**Supplied records**
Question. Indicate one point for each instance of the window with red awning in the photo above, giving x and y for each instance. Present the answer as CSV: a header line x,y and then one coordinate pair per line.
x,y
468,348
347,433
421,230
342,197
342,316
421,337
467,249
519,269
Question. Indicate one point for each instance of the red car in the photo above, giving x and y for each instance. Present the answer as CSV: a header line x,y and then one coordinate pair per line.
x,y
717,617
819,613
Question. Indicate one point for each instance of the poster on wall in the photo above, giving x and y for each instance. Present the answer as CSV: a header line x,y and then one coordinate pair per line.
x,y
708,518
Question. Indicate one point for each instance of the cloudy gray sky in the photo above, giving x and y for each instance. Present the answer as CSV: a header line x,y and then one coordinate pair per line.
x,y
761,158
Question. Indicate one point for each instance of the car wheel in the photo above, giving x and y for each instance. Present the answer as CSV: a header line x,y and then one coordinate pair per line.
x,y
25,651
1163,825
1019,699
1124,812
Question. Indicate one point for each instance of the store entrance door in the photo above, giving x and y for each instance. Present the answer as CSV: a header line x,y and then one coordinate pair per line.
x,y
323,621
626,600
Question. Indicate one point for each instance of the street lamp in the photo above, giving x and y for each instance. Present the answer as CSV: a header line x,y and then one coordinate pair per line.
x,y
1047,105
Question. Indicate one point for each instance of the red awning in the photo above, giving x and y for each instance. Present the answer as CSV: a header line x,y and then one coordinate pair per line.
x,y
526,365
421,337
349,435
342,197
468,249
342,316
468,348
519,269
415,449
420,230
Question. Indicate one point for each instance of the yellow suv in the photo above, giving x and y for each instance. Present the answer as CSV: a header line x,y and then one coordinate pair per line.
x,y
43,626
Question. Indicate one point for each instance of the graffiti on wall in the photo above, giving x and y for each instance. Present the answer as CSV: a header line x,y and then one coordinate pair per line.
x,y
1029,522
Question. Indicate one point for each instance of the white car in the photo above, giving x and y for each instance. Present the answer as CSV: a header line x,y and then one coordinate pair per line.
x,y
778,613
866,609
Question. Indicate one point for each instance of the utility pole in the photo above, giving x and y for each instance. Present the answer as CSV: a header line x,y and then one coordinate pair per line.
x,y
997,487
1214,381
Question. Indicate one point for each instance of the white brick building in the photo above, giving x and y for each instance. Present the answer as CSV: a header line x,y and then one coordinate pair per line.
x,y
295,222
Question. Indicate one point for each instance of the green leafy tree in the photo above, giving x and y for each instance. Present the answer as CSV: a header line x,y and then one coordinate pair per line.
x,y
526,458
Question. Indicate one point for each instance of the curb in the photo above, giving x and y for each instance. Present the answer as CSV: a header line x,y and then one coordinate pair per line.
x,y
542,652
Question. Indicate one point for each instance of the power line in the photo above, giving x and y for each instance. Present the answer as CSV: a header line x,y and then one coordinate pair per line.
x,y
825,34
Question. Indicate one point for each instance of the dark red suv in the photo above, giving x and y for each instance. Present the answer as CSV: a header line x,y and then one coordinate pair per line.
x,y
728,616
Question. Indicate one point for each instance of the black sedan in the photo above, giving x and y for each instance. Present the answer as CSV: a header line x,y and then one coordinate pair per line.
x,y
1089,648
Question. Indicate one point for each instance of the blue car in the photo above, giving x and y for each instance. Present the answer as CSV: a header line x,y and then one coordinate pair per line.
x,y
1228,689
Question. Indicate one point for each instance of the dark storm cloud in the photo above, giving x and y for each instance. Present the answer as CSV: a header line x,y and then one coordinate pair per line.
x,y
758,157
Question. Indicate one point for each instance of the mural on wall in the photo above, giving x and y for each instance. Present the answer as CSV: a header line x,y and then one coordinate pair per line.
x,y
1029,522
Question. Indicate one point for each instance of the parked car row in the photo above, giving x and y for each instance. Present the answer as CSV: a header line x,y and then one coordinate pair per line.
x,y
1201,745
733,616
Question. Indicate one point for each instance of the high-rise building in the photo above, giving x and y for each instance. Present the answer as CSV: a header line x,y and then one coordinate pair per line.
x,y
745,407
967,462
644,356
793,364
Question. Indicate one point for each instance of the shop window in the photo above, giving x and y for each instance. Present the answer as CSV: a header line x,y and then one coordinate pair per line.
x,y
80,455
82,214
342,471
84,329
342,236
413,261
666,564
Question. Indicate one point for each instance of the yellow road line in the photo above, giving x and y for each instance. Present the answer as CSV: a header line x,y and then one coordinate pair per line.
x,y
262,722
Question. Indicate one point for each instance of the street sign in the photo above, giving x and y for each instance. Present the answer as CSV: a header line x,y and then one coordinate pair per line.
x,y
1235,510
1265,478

**Task prompt**
Swap "street sign" for "traffic sign" in the entries from the line containing "Question. Indicate one point for each instance of the shop" through the end, and give back only those lines with everything else unchanged.

**Written answer**
Question. Indicate one point for each instance of the shop window in the photo above, giving x and y for each instance. Present the answer as CSV: a header line x,y and then one coordinate pair per line.
x,y
80,455
82,214
342,471
84,329
342,236
413,261
666,564
Question. Indicate one point for each instance of the yellow road line in the photo above, giving x and y for each instance. Present the answer as CSV: a header line x,y and then one coordinate pair per line.
x,y
262,722
Question. Indicate one point for each instance of the traffic sign in the photo above, giving x and y for each instance. Present the answer as CSV: a header line x,y and then one coordinate pair per line.
x,y
1235,510
1265,478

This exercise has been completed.